_EXERCISE TASK_.
Using the entries below, transcribe exactly the line containing "segment fence post" and each line that follows it to the end.

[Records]

—————

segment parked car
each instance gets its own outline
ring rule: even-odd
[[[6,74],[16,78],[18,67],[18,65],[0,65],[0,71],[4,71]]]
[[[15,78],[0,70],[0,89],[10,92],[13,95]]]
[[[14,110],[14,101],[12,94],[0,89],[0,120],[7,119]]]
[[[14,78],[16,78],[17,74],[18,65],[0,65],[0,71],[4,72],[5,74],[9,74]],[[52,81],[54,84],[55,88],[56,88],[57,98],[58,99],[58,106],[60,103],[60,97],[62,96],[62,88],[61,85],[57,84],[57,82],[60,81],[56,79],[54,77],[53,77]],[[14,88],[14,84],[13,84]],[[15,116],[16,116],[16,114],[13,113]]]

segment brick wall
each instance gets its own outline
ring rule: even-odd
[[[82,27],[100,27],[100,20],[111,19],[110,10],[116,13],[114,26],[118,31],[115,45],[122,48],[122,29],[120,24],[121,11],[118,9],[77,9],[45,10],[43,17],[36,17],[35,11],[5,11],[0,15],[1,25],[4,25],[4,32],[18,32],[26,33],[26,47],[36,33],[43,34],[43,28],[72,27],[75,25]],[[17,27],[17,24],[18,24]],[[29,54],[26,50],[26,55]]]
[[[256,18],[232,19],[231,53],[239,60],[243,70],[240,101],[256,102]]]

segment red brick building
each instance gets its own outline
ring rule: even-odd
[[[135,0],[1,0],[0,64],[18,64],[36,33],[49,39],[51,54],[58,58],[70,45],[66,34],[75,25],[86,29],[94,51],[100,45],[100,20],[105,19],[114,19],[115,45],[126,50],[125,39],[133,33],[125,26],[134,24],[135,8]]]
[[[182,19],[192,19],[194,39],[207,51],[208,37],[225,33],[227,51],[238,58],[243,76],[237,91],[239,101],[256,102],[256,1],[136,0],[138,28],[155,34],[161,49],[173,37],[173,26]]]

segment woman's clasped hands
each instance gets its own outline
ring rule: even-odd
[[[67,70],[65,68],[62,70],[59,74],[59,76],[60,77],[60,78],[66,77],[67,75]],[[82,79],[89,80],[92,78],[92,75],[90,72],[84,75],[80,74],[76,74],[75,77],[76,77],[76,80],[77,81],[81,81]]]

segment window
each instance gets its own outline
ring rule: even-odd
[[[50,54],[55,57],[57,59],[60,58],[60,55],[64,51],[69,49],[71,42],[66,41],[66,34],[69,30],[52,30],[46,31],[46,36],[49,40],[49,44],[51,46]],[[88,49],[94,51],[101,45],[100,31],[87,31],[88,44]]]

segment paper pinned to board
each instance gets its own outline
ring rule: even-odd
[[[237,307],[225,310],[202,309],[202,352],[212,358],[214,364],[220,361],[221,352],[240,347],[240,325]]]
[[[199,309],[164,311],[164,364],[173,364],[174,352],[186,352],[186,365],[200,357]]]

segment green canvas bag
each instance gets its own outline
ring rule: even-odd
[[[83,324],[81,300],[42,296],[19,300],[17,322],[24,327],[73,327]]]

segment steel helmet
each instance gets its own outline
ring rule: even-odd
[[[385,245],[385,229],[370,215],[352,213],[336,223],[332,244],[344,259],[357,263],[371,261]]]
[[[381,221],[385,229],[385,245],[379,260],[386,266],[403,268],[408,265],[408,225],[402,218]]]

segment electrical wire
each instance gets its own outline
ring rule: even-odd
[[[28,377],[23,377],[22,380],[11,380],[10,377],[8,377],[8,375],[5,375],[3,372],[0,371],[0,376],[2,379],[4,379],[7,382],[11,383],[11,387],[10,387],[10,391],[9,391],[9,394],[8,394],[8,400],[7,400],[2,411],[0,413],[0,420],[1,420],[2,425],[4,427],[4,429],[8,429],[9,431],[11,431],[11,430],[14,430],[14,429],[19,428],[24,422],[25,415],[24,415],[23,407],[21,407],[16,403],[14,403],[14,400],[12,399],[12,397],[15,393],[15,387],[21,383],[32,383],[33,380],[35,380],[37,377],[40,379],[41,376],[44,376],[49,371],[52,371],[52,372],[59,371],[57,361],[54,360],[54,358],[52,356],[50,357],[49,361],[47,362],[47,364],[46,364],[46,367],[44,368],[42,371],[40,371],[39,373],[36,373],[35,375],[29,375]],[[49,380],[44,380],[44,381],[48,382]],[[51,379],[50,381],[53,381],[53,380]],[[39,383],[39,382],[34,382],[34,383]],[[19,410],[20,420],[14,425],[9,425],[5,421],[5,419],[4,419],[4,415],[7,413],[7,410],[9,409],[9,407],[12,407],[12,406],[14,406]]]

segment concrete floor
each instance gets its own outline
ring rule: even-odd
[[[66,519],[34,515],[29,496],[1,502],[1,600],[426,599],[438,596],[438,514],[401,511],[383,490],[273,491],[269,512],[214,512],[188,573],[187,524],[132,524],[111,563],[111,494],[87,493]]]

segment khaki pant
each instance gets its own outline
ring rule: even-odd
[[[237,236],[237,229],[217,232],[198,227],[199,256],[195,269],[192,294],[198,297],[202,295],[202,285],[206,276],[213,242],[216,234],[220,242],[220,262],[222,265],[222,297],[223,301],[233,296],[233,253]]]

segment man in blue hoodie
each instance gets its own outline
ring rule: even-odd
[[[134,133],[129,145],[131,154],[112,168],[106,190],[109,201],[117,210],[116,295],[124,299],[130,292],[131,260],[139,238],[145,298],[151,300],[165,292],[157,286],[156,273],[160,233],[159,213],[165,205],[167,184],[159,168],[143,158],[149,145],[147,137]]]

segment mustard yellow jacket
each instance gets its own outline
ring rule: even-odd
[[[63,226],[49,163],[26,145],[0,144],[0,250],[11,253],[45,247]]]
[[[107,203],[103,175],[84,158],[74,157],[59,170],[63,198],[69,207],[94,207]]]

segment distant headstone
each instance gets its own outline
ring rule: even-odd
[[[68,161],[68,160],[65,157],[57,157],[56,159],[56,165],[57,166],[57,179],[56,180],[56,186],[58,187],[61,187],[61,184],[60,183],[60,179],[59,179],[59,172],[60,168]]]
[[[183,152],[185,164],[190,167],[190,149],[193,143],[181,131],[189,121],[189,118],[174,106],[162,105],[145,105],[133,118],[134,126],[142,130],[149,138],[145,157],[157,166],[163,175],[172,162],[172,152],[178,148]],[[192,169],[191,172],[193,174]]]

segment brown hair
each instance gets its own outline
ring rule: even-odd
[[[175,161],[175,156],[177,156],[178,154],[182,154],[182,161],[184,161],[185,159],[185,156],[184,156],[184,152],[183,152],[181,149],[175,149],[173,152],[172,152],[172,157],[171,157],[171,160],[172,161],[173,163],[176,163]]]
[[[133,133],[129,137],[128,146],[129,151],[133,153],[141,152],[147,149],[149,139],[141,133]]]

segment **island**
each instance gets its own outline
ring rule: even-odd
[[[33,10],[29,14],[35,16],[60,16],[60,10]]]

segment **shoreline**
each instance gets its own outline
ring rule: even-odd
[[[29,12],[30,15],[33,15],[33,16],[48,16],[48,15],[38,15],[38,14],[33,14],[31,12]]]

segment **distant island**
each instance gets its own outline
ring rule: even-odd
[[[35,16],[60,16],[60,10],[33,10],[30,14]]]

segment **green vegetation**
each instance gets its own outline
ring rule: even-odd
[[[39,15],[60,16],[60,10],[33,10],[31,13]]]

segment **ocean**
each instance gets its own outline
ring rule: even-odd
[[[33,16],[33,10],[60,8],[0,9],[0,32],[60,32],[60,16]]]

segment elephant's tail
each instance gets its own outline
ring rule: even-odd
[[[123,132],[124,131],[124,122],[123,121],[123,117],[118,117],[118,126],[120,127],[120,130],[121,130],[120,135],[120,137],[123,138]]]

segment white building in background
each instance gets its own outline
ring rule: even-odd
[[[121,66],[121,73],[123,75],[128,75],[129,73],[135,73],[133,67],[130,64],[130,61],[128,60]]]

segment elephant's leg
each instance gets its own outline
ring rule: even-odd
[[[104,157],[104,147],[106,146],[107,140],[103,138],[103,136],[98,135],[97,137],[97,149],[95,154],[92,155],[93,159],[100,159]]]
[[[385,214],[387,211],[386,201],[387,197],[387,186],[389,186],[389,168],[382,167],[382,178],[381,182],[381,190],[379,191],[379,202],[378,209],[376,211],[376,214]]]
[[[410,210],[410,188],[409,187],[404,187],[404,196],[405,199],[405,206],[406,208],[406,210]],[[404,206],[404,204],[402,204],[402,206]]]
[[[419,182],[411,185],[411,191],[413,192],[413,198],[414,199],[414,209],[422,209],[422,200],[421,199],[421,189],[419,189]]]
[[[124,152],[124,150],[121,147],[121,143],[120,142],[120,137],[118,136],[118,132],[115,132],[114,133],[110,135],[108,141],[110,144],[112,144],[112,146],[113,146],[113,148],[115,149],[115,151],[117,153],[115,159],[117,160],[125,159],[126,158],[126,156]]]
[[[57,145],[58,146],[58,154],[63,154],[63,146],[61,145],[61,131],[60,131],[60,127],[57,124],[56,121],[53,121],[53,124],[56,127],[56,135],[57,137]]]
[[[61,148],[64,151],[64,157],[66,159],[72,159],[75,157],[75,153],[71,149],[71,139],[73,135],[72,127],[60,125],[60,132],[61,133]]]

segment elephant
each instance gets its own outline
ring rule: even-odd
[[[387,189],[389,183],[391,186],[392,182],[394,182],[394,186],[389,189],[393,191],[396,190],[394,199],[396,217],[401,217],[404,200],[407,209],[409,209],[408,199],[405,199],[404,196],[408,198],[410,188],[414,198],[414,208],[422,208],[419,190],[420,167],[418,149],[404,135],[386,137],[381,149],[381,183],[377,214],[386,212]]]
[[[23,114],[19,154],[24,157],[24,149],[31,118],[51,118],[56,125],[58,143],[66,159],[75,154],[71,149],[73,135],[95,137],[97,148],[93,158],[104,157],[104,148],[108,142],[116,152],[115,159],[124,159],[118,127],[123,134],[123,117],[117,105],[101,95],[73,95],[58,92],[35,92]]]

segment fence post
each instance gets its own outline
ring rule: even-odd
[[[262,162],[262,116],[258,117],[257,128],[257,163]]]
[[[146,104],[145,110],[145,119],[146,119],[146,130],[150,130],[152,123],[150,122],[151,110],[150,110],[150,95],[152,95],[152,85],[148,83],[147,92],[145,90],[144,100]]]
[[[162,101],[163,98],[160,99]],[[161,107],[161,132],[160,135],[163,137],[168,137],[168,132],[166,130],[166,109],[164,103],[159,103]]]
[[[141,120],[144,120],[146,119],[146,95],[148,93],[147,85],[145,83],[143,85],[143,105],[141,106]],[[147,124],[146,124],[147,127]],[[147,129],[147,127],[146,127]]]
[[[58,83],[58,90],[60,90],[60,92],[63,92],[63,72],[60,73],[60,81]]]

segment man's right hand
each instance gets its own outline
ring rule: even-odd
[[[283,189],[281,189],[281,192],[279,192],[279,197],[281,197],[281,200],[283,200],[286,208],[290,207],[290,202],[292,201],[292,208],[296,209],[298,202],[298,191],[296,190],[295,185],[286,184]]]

—————

_OUTPUT OF THE TASK_.
segment fence post
each instance gets its own outline
ring rule: even-odd
[[[262,162],[262,116],[258,117],[257,128],[257,163]]]
[[[146,104],[145,110],[145,119],[146,119],[146,130],[150,130],[152,123],[150,122],[151,110],[150,110],[150,95],[152,95],[152,85],[148,83],[147,92],[145,90],[144,100]]]
[[[162,101],[163,98],[160,99]],[[161,107],[161,132],[160,135],[163,137],[168,137],[168,132],[166,130],[166,109],[164,103],[159,103]]]
[[[141,120],[144,120],[146,119],[146,95],[148,93],[147,85],[145,83],[143,85],[143,105],[141,106]],[[147,124],[146,124],[147,127]],[[147,129],[147,127],[146,127]]]
[[[58,83],[58,90],[60,90],[60,92],[63,92],[63,72],[60,73],[60,81]]]

segment man's right hand
each instance gets its own outline
ring rule: even-odd
[[[283,189],[281,189],[281,192],[279,192],[279,197],[281,197],[281,200],[283,200],[286,208],[290,207],[290,202],[292,201],[292,208],[296,209],[298,202],[298,191],[296,190],[295,185],[286,184]]]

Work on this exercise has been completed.